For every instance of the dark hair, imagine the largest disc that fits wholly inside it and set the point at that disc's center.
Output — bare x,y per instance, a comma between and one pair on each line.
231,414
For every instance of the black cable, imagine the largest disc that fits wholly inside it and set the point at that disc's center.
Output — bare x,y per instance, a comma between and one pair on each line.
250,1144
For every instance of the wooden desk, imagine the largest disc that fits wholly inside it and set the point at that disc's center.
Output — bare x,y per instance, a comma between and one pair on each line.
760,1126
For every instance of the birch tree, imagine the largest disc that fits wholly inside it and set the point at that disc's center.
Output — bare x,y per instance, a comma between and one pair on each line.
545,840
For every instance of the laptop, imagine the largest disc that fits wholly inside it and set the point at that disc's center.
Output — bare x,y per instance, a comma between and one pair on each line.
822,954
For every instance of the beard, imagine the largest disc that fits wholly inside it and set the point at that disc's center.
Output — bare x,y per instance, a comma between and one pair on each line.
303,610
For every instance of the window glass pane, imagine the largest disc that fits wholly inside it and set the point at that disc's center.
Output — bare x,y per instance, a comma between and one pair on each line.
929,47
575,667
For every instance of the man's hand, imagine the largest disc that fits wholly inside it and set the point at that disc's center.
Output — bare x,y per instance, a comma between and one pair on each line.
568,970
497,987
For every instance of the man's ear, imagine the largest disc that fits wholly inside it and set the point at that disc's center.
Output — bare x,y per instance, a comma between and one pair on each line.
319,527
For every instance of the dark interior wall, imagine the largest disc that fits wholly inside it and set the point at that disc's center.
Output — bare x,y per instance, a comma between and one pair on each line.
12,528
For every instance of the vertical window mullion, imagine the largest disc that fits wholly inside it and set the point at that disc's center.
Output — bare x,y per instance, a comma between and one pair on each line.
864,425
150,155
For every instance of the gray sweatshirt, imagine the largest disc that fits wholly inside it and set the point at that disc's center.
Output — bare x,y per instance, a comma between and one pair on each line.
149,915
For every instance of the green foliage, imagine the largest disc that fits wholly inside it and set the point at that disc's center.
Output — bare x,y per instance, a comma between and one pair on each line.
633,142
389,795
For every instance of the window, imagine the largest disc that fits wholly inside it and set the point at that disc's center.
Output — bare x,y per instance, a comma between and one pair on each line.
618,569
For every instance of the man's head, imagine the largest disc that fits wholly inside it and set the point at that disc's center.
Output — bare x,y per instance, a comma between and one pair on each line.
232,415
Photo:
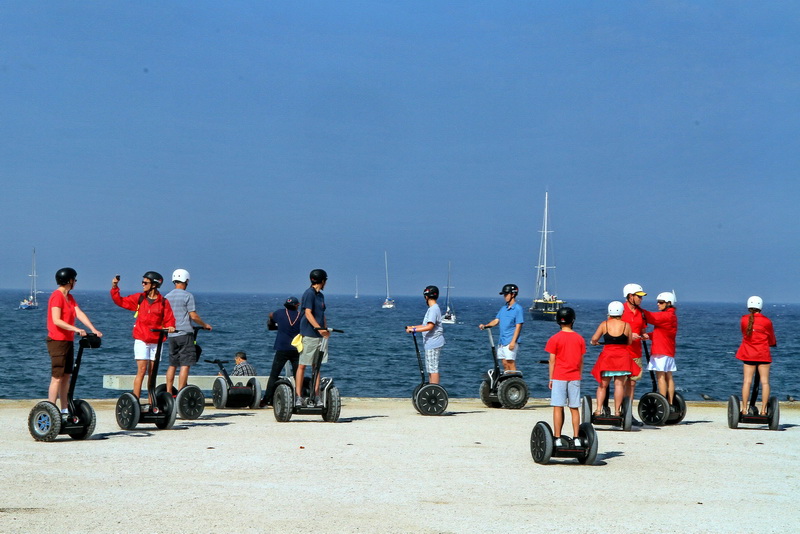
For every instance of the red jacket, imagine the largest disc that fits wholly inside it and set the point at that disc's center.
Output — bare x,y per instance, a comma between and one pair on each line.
756,347
666,329
149,316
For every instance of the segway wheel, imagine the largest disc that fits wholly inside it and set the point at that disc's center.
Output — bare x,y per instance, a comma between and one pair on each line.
167,406
219,393
586,409
679,409
589,440
431,399
485,392
282,402
333,405
191,402
627,414
734,411
255,387
774,413
513,393
653,409
541,443
128,411
86,418
44,421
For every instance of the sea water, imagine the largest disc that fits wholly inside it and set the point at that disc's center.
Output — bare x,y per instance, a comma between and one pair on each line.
376,358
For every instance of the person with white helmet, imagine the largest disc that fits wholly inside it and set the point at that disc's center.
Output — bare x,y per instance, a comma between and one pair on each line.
615,359
665,330
182,351
758,335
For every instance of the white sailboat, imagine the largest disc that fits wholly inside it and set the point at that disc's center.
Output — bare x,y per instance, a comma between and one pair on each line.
449,316
31,302
389,302
545,304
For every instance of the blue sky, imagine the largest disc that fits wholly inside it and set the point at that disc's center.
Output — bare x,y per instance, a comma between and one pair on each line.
250,142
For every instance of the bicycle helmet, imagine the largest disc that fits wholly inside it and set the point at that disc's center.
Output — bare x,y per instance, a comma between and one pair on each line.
65,276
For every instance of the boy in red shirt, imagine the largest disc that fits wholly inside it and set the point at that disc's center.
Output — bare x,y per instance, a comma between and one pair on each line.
566,349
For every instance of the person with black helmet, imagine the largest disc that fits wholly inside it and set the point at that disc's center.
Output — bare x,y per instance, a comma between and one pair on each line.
566,349
313,328
432,333
152,310
510,318
62,311
287,323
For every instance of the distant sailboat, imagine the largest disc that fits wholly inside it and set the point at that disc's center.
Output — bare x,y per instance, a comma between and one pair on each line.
32,302
449,316
389,302
545,305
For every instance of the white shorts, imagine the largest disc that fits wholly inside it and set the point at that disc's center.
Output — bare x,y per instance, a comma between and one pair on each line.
504,353
144,351
662,363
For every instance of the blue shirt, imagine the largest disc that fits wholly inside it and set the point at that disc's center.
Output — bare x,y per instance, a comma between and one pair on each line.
509,319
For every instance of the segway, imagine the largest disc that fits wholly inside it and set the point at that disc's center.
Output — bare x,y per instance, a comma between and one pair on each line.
753,417
190,399
427,398
161,409
46,421
543,444
654,408
226,394
505,389
283,400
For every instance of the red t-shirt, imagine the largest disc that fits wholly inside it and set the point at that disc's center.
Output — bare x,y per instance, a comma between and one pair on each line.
569,348
67,305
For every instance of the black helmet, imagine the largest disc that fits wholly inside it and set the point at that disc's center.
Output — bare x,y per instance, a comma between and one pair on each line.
431,292
565,316
510,289
66,275
154,277
318,276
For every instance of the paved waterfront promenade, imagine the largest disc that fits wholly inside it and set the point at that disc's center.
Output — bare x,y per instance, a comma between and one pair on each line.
384,468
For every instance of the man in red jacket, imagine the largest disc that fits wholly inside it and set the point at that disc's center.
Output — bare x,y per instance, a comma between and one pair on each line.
152,311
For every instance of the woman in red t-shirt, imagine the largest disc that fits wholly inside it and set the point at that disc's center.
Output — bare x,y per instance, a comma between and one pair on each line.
758,336
62,310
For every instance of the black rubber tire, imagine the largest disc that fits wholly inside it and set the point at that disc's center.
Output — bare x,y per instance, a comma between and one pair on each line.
191,402
87,418
166,404
484,392
128,411
219,393
44,421
734,411
333,405
589,441
431,399
541,443
774,413
653,409
282,403
513,393
255,387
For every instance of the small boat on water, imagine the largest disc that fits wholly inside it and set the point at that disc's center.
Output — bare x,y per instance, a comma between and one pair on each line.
31,302
545,304
389,302
449,316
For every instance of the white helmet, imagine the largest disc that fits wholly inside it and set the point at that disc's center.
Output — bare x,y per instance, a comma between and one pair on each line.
615,309
667,296
180,275
635,289
755,302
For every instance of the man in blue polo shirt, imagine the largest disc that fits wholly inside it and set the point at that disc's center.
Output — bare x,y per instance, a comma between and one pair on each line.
510,318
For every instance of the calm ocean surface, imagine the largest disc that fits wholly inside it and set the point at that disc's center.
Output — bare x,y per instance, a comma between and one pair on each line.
375,358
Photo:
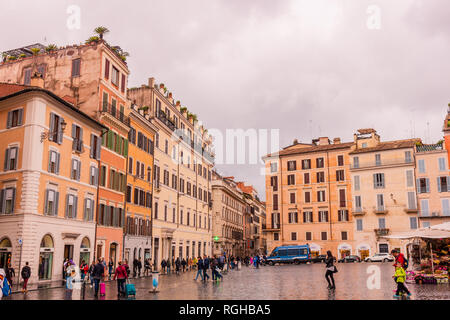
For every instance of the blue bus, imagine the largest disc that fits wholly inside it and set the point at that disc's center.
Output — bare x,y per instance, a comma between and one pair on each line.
289,254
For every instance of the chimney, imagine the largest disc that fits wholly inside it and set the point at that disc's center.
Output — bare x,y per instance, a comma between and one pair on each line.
151,82
323,141
37,80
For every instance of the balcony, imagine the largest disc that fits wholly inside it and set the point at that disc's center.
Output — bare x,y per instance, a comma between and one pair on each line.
382,163
112,110
381,232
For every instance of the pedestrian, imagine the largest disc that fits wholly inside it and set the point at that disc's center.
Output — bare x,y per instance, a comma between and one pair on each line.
168,266
163,265
121,276
399,277
98,274
331,269
199,268
178,265
139,267
110,268
26,274
205,267
91,272
147,267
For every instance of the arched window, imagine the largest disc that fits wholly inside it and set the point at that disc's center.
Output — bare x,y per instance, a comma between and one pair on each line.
46,258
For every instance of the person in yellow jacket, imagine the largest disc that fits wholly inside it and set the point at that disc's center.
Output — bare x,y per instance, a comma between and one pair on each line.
400,277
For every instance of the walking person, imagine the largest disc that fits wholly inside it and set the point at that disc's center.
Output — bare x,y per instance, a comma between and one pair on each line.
26,274
199,268
121,276
205,268
98,274
331,269
163,265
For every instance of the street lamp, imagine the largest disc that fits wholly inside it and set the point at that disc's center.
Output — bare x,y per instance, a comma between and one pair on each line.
46,134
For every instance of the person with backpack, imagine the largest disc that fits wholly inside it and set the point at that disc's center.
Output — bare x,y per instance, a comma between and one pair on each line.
121,276
26,274
199,268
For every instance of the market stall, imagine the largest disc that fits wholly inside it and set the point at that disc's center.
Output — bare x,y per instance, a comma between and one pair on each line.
431,246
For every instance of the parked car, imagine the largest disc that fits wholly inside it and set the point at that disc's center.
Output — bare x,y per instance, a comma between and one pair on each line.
320,258
350,258
380,257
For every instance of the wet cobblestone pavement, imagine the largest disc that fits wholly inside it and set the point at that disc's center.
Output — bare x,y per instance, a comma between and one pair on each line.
294,282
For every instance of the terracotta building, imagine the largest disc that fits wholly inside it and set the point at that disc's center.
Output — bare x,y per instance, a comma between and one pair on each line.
49,181
308,196
182,176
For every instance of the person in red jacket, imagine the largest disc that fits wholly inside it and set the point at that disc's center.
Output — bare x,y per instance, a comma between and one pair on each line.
121,276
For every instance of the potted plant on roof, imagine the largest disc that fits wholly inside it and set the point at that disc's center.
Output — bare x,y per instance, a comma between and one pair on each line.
101,31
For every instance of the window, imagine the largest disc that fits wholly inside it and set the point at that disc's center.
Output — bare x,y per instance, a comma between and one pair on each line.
115,76
412,201
423,185
343,215
292,197
378,180
409,178
71,206
51,202
89,209
356,183
340,176
358,224
380,202
413,222
293,217
11,158
358,204
408,157
15,118
306,164
424,207
319,163
306,178
323,216
443,184
107,67
355,162
342,199
442,166
77,136
76,68
27,76
291,179
321,196
307,197
422,166
320,177
76,170
273,167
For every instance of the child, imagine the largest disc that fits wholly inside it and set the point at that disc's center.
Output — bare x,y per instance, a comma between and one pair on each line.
399,277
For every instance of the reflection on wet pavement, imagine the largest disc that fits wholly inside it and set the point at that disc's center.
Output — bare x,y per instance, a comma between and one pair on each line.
292,282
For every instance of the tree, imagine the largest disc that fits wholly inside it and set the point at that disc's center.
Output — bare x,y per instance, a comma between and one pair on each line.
101,31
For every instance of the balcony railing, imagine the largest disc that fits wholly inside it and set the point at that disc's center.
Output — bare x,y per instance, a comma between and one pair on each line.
382,163
112,110
381,232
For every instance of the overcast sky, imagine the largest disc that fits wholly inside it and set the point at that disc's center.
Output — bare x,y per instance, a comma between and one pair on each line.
309,68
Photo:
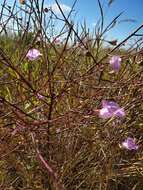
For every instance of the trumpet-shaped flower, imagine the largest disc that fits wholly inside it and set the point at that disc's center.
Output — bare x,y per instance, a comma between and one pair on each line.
115,63
130,144
110,109
33,54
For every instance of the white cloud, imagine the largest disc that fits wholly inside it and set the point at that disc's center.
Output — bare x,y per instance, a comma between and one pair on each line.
56,9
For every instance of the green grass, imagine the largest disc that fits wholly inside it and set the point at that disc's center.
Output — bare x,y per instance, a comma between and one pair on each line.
59,142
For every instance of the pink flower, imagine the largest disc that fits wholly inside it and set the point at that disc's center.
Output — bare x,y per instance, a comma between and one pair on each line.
33,54
40,97
115,63
110,109
130,144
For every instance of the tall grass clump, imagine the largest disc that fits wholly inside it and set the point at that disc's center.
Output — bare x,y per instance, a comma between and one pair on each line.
71,112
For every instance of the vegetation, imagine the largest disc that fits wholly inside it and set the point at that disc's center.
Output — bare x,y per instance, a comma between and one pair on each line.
51,134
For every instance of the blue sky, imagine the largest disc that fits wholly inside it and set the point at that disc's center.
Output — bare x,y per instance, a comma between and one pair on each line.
89,10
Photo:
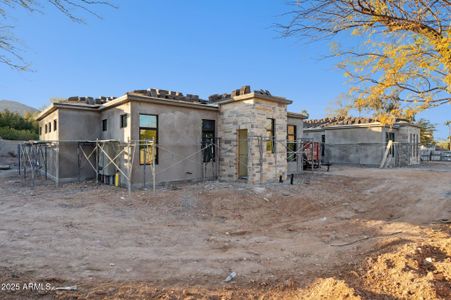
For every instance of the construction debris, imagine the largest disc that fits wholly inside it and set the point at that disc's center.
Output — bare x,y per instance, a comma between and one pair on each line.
231,277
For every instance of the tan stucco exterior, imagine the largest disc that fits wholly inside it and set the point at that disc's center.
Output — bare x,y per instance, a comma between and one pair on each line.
179,136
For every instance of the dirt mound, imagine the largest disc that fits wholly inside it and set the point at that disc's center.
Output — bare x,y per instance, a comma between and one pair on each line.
329,289
414,271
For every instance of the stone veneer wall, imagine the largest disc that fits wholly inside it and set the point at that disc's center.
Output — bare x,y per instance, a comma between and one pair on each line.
252,115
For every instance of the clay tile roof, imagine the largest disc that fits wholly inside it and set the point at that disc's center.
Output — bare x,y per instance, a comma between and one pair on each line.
325,122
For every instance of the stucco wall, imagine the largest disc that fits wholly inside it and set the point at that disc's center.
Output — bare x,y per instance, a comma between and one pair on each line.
365,145
179,142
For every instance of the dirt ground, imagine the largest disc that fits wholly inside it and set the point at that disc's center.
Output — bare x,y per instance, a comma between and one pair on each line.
351,233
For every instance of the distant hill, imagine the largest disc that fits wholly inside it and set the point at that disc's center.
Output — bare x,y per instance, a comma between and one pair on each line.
14,106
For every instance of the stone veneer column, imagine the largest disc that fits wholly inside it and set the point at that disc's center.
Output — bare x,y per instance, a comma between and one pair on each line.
252,115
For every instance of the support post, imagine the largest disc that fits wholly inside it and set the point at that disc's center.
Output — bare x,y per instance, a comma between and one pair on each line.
146,153
45,162
57,171
18,158
154,151
79,162
97,161
260,149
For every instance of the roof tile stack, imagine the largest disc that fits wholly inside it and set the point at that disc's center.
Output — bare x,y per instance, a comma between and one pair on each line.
320,123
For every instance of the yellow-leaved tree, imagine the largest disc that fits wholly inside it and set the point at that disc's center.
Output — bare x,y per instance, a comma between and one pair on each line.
402,62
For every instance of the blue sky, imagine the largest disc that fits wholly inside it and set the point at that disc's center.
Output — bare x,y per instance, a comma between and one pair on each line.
198,46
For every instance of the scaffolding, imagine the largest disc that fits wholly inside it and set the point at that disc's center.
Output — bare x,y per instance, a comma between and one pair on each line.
32,160
112,161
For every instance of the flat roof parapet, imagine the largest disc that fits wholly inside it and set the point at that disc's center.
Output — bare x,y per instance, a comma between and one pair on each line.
89,100
167,94
244,90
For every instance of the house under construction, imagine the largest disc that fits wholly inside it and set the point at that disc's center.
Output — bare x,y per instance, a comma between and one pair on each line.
156,136
365,141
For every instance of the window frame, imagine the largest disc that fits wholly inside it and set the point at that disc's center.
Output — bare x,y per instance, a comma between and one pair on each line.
203,144
271,133
157,139
294,134
390,136
123,121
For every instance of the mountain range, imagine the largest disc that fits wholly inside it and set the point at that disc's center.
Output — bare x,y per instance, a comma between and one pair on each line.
17,107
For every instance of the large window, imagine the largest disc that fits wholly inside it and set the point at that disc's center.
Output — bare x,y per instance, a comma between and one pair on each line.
291,143
270,133
208,140
124,119
148,131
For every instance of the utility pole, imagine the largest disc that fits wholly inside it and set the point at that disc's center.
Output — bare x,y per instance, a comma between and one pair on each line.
448,123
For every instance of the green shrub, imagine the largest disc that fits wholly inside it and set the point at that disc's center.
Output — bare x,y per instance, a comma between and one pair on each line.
16,127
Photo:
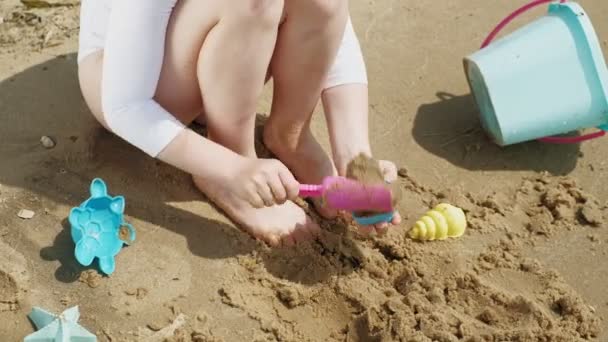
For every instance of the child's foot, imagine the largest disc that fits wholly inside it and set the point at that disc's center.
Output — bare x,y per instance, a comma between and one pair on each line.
285,224
303,155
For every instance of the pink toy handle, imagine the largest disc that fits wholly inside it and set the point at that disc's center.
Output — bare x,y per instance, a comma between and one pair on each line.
311,190
494,33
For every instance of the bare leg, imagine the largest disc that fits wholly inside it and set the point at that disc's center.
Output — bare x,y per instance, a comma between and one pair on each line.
307,45
231,71
210,50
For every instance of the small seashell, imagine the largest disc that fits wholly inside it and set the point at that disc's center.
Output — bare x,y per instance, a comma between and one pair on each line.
25,214
47,142
440,223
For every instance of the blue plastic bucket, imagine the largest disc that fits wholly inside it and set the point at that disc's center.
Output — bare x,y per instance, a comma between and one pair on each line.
547,78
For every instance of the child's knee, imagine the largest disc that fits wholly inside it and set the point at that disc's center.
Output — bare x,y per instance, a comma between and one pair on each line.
264,13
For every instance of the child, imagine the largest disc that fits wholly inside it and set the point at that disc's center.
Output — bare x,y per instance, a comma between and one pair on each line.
148,68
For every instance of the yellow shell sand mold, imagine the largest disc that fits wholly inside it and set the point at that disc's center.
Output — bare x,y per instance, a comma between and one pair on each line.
443,221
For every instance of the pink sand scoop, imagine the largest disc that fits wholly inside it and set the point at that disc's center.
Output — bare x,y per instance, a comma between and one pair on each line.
346,194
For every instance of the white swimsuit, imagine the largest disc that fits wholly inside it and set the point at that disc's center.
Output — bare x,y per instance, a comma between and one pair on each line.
132,35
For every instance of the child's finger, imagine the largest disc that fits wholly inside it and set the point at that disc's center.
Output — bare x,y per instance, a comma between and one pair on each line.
266,194
278,190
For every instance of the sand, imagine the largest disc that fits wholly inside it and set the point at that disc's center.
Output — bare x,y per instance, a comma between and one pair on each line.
530,266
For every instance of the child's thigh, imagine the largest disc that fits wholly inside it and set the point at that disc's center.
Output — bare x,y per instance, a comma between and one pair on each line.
178,90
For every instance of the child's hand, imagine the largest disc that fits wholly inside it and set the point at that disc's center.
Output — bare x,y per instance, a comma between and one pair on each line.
265,182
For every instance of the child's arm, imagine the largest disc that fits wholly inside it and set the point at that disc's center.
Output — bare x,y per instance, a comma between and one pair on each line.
133,58
345,102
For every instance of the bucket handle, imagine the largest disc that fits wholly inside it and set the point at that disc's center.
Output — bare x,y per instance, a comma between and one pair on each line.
494,33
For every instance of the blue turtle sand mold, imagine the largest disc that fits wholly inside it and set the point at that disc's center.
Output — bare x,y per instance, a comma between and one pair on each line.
98,228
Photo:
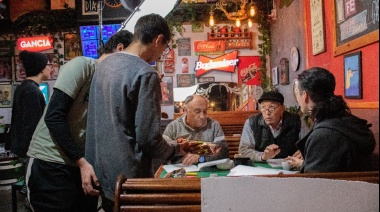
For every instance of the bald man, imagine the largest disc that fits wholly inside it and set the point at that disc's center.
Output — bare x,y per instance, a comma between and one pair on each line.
194,124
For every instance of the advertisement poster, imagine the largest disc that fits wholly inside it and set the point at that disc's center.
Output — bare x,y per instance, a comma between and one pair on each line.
185,80
248,70
167,90
184,47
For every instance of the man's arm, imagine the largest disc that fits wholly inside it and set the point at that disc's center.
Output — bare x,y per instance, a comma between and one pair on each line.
56,121
247,143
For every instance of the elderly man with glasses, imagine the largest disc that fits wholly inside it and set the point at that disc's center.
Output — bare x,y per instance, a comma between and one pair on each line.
273,132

******************************

-- Task directions --
Return precisely the lines of the records, starting with the line that holds "For every instance of the advertisement" and ending with the last one.

-- Exercise solution --
For every instance of the advertisement poster, imagine the largest disc that fits wholly inside it and set the point at that disc's center.
Output — bare x,y per instance, a comma between and one pair on each line.
185,80
248,70
167,90
184,47
For every instance of the man's arm, imagine the largest disc that fits wholly inside it and set the point at that disc's center.
Output — bare x,y per instance, a comma between and one pair on each line.
56,121
247,143
For every instance of the elderly man with glasses, imagine the largest disc that fits wholly inside it and set the point at that disc's center.
Output — bare x,y per instance, a comma between and one pair on each line.
273,132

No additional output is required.